ACTION ITEM - Repeat the records below exactly, line for line.

————————

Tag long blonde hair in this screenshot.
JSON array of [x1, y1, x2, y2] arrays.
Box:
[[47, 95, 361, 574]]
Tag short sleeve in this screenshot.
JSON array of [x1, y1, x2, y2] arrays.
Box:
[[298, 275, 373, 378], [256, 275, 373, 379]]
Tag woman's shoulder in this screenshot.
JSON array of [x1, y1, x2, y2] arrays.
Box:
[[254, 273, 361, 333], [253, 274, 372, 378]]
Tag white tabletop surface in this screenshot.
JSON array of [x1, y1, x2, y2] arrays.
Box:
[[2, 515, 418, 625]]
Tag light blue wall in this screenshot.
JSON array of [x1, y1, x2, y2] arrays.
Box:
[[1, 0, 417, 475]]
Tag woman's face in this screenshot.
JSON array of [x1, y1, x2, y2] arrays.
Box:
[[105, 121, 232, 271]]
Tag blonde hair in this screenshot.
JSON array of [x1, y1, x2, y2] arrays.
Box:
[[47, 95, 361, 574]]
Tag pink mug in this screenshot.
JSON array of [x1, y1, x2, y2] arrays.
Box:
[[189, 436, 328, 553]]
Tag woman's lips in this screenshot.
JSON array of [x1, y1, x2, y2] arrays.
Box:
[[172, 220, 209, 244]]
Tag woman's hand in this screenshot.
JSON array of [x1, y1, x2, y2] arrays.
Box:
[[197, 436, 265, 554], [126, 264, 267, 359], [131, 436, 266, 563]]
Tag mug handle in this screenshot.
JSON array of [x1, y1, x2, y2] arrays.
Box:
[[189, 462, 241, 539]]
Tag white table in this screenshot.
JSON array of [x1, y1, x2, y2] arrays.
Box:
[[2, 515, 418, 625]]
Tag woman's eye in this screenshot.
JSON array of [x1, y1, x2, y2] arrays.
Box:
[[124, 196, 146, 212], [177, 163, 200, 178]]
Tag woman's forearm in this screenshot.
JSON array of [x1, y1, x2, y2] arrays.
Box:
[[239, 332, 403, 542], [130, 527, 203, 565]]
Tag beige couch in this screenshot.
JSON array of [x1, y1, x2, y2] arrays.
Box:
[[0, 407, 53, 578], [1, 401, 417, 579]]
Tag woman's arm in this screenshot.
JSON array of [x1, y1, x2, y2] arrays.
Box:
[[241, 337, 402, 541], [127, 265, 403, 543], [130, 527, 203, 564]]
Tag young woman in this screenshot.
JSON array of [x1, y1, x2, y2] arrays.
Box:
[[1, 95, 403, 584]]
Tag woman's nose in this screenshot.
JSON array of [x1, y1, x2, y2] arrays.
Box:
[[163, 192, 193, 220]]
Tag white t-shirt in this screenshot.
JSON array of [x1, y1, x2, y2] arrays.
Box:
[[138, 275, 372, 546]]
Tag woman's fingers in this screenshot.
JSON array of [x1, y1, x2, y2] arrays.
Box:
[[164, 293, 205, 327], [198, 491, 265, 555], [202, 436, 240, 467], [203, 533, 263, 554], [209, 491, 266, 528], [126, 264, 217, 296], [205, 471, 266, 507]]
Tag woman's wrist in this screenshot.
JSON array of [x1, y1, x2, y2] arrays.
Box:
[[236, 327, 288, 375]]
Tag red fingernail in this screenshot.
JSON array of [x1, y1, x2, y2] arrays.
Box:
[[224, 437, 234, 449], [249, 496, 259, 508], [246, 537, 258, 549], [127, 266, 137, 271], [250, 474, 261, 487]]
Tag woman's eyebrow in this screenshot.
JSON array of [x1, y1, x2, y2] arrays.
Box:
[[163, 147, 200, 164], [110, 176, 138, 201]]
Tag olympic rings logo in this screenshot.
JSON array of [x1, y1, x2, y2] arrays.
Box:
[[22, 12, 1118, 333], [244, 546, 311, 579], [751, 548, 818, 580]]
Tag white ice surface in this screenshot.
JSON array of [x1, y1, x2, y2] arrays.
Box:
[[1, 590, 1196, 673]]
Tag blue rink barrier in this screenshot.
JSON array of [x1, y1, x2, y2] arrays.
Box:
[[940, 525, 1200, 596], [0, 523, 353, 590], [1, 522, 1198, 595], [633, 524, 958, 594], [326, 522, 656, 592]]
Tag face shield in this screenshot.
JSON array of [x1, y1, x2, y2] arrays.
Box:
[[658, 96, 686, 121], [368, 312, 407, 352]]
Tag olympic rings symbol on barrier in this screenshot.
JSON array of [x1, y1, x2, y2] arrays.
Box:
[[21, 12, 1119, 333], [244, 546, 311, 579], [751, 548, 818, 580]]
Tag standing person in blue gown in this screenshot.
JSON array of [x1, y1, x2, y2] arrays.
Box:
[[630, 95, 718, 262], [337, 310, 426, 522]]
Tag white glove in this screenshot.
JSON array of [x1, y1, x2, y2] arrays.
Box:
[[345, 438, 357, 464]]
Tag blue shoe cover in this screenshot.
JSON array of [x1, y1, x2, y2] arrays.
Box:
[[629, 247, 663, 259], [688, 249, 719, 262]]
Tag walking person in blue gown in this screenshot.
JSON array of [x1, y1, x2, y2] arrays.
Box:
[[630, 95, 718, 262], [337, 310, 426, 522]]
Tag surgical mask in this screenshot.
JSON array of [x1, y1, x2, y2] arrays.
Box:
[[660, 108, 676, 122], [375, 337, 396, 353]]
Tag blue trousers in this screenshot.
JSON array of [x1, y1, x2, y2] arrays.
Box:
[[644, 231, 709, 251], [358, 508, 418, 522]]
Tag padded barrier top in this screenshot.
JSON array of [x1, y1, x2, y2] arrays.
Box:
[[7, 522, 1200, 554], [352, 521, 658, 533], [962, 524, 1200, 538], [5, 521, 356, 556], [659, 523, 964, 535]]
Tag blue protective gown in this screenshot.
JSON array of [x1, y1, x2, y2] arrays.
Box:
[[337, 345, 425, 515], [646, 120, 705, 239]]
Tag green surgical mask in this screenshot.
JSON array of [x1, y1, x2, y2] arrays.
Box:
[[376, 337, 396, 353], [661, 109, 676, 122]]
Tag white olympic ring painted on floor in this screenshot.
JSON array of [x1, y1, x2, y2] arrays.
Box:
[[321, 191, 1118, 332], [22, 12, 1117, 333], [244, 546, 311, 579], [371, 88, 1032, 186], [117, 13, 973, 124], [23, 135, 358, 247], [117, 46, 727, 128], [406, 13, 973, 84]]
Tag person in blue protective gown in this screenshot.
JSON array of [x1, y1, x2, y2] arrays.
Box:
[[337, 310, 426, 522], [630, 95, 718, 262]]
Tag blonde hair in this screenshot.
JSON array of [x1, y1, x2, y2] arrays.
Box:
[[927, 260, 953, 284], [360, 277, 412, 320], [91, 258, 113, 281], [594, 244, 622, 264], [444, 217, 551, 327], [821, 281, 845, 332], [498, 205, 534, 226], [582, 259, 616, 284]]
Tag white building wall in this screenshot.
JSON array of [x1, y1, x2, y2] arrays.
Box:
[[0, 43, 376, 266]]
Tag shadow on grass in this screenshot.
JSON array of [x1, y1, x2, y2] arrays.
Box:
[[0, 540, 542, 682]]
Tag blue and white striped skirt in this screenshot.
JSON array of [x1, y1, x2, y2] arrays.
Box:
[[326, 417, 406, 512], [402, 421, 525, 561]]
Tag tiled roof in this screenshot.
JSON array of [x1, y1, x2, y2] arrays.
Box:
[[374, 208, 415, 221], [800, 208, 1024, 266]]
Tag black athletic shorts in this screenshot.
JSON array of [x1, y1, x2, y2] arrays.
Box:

————————

OUTPUT BELOW -
Tag long blonde hair in this screenshot.
JSON array of [x1, y1, x2, y2] arrays.
Box:
[[47, 95, 361, 574]]
Tag short sleeve in this screenshot.
JSON array of [x1, y1, x2, y2] arrays.
Box:
[[298, 275, 373, 378], [256, 275, 373, 379]]
Tag woman's shoulder in this screenshot.
JSON array of [x1, y1, x2, y2] arrays.
Box:
[[254, 273, 361, 333], [253, 274, 372, 378]]
Tag white tabletop surface in this screenshot.
JSON array of [x1, y1, x2, y2] arrays.
Box:
[[2, 515, 418, 625]]
Tag light blue wall in this screenshot.
JSON array of [x1, y1, x2, y2] arrays.
Box:
[[1, 0, 417, 475]]
Tag woman's face in this screenshot.
JSON array of [x1, y1, x2, y2] arrays.
Box:
[[105, 121, 232, 271]]
Tag blonde hair in this screenshot.
JSON array of [x1, y1, x2, y2] arrays.
Box:
[[47, 95, 361, 574]]
Tag pink mug in this screenshot.
JSON array of [x1, y1, x2, y2] arrays.
Box:
[[189, 436, 328, 553]]
Tag woman's lips in this screenshot.
JSON array of [x1, y1, x2, y2] arrays.
Box:
[[172, 220, 209, 244]]
Tag woman's hand in this screenshot.
JSON array of [x1, y1, x2, y2] arrays.
Box:
[[197, 436, 265, 554], [126, 264, 267, 359], [131, 436, 266, 563]]
Tag mug handle in this screenshot.
JSON array of [x1, y1, x2, y2] arrays.
Box:
[[189, 462, 241, 539]]
Tag white table in this screenshot.
JSON array of [x1, y1, x2, y2] arrays.
Box:
[[2, 515, 418, 625]]
Tag woman's eye in this screenshot.
JSON array of [x1, y1, x2, y2] arrays.
Box:
[[124, 196, 146, 212], [177, 163, 200, 178]]
Tag woman's forearm in this screenshot.
JSON array of [x1, y1, x2, y2] arrays.
Box:
[[239, 332, 403, 542], [130, 527, 203, 565]]
Tag beige couch in this screenshot.
JSON array of [x1, y1, x2, y2] arrays.
Box:
[[0, 407, 53, 578], [1, 401, 417, 579]]
Tag woman's arm in this screenshot.
JSON array of [x1, y1, x2, y2] arrays.
Box:
[[241, 337, 402, 541], [127, 265, 403, 543], [130, 527, 203, 564]]
Tag young woman in this screenshot.
JSON array of [x1, y1, x2, y2] arrays.
Box:
[[1, 95, 403, 584]]
Tag woman's nose in this screenshot.
JSON array of [x1, y1, x2, y2] arrays.
Box:
[[163, 192, 193, 220]]
Tag white t-shirt in this screenshot.
JSON array of [x1, y1, x2, y2] arrays.
Box:
[[138, 275, 372, 546]]
Tag woman's fingers in this screenshot.
JSON array of [x1, y1, x2, y2] arrays.
Box:
[[164, 293, 205, 327], [198, 491, 265, 555], [202, 436, 240, 467], [203, 533, 263, 554], [209, 491, 266, 528], [126, 264, 217, 296], [205, 471, 266, 507]]
Tag woman's wrist in this screenshot.
JSON array of [x1, y1, x2, y2] arrays.
Box:
[[236, 327, 288, 375]]
Tag red fingernail in this screenshot.
JSON array of [x1, y1, x2, y2] arrays.
Box:
[[224, 437, 234, 449], [249, 496, 259, 508], [246, 537, 258, 549], [127, 266, 137, 271], [250, 474, 261, 487]]
Tag woman's eyebrow in this screenshot.
JSON array of [x1, y1, x2, y2] arrays.
Box:
[[163, 147, 200, 164], [110, 176, 138, 201]]
Tag olympic rings logo in this screenshot.
JSON array of [x1, y1, x2, y2] arrays.
Box:
[[22, 12, 1118, 333], [244, 546, 311, 579], [751, 548, 818, 580]]
Tag white ice surface in this screenshot.
JSON array of [x1, y1, x2, y2] arrays.
Box:
[[1, 590, 1196, 673]]
Tag blue rink barrier in this screenshot.
JSON array of [x1, y1, x2, y2] arrays.
Box:
[[940, 525, 1200, 596], [0, 523, 353, 590], [1, 522, 1198, 595], [633, 524, 958, 594], [326, 522, 656, 592]]
Tag face shield in this screenshot.
JSON array of [x1, y1, x2, y2] arrays.
Box:
[[658, 96, 686, 121], [368, 312, 407, 352]]
Tag olympic rings symbol on barrier in this screenshot.
JSON array of [x1, y1, x2, y2] arrays.
Box:
[[21, 12, 1119, 333], [244, 546, 311, 579], [751, 548, 818, 580]]
Tag standing person in blue gown in this screenshot.
JSON array of [x1, y1, x2, y2] arrays.
Box:
[[630, 95, 718, 262], [337, 310, 426, 522]]
Tag white glove in this screenshot.
JSON array of [x1, y1, x2, y2] arrays.
Box:
[[345, 438, 357, 464]]
Tag blue shoe cover in this screenshot.
JSON array of [x1, y1, x2, y2] arrays.
Box:
[[629, 247, 663, 259], [688, 249, 719, 262]]
Tag walking person in blue gown in this screenshot.
JSON array of [x1, y1, x2, y2] arrays.
Box:
[[630, 95, 718, 262], [337, 310, 426, 522]]
Tag surgical mask in this screenshot.
JSON array of [x1, y1, x2, y2] arrays.
Box:
[[660, 108, 676, 122], [375, 337, 396, 353]]
Tag blue trousers in this screenshot.
JSON array of [x1, y1, x2, y2] arrays.
Box:
[[644, 231, 709, 251], [358, 508, 418, 522]]
Tag padded barrier top in this screenshot.
JSON array of [x1, y1, x2, y2] arrays.
Box:
[[7, 522, 1200, 554], [352, 521, 658, 533], [962, 524, 1200, 538], [5, 521, 356, 556], [659, 523, 964, 535]]
Tag blue protective gown in this screenshot.
JSON array of [x1, y1, x2, y2] arrays.
Box:
[[337, 345, 425, 515], [646, 120, 705, 239]]
Tag green surgical mask in this screenshot.
JSON array of [x1, y1, x2, y2] arrays.
Box:
[[376, 337, 396, 353], [661, 109, 676, 122]]
Tag white olympic ring painted on floor in this screenshot.
JSON array of [x1, y1, x2, y2] arrays.
Box:
[[321, 191, 1118, 332], [22, 12, 1117, 333], [244, 546, 311, 579], [371, 88, 1032, 186], [117, 13, 973, 124], [23, 135, 358, 247], [117, 46, 727, 128], [406, 13, 973, 84]]
Tag person in blue protective gown in this screenshot.
JSON array of [x1, y1, x2, y2] arrays.
Box:
[[337, 310, 426, 522], [630, 95, 718, 262]]
Tag blonde hair in this screenshot.
JSON array of [x1, y1, x2, y2] arrays.
Box:
[[927, 260, 953, 284], [360, 277, 412, 320], [91, 258, 113, 281], [594, 244, 622, 264], [444, 217, 551, 327], [821, 281, 845, 332], [498, 205, 534, 226], [582, 259, 616, 284]]
Tag white building wall in this screenshot.
JSON array of [x1, y1, x2, y2] arrays.
Box:
[[0, 43, 376, 266]]
Tag shadow on grass in this screenshot.
JSON array of [x1, y1, x2, y2] arrays.
Box:
[[0, 540, 542, 682]]
Tag blue and white striped skirt in this screenshot.
JSON array of [x1, y1, x2, y2] arrays.
Box:
[[326, 417, 406, 512], [402, 421, 525, 561]]
Tag tiled roof in this screenshot.
JSON array of [x1, y1, x2, y2] arrays.
Box:
[[374, 208, 415, 221], [800, 208, 1024, 266]]
Tag black athletic shorts in this screenshot.
JSON array of [x1, y1, x2, y2] arrays.
Box:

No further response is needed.